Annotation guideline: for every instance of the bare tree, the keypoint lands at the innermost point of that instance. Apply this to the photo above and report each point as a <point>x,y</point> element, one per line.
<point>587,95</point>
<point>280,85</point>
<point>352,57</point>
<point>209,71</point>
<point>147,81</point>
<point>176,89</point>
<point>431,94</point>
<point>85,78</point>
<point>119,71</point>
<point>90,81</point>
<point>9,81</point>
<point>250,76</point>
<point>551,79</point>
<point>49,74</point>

• • • •

Exercise prompt: Copy all of the data. Keep every word exactly as it is.

Response box:
Annotation guideline: for every instance of the bare tree, the keypoint lands at the innermost point of that instance. Apply this to the photo above and report each point as a <point>x,y</point> element, one per line.
<point>587,95</point>
<point>280,85</point>
<point>352,57</point>
<point>209,71</point>
<point>147,81</point>
<point>176,89</point>
<point>431,94</point>
<point>85,78</point>
<point>119,71</point>
<point>90,81</point>
<point>9,81</point>
<point>250,76</point>
<point>551,79</point>
<point>49,74</point>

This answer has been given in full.